**ENTRIES**

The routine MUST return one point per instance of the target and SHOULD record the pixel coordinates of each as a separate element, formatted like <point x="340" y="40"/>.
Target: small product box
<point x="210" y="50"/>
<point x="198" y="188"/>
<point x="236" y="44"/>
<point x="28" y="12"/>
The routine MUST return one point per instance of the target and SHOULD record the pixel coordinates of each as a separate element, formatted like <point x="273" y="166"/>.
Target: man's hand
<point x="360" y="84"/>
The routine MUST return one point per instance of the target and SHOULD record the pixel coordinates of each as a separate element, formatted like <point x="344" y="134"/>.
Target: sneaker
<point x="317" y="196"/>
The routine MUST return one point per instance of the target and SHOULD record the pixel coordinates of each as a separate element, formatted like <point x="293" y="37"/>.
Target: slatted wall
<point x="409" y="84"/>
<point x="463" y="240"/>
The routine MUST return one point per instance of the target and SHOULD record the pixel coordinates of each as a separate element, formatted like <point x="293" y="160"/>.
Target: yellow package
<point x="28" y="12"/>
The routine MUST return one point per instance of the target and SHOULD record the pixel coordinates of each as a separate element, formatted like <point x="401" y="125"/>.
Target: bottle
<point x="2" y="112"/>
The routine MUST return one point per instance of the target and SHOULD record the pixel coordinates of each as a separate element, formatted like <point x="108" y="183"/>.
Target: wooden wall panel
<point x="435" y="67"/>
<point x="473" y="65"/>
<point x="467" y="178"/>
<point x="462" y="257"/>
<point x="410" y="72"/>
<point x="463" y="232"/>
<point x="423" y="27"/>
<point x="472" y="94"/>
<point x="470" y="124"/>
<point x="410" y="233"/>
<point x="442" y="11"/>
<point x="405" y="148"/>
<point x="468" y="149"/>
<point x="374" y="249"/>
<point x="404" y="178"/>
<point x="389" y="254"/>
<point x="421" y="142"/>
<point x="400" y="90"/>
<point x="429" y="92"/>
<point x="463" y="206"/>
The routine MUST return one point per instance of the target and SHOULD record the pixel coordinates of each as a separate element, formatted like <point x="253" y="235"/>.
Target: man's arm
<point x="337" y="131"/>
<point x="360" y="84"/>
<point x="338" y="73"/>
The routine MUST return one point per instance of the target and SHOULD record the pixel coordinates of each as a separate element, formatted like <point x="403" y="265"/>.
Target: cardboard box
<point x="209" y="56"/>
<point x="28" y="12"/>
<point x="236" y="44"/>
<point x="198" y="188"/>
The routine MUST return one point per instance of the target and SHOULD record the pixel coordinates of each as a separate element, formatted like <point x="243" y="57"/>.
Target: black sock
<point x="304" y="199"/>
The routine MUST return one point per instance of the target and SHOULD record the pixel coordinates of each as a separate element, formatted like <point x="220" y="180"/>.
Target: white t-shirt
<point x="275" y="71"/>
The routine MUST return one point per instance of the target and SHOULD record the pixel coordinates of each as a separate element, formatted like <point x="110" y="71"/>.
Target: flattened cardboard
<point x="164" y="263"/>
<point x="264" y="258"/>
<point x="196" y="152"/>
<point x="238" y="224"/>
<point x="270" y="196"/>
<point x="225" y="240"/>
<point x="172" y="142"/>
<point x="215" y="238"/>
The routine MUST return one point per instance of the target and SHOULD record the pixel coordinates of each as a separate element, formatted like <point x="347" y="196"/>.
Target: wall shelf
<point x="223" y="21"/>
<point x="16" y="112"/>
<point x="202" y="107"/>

**DIRECTIVE**
How many of the lines above contain the string "wall"? Case matters, and reply with the number alone.

**SOLUTION FOR THIS TASK**
3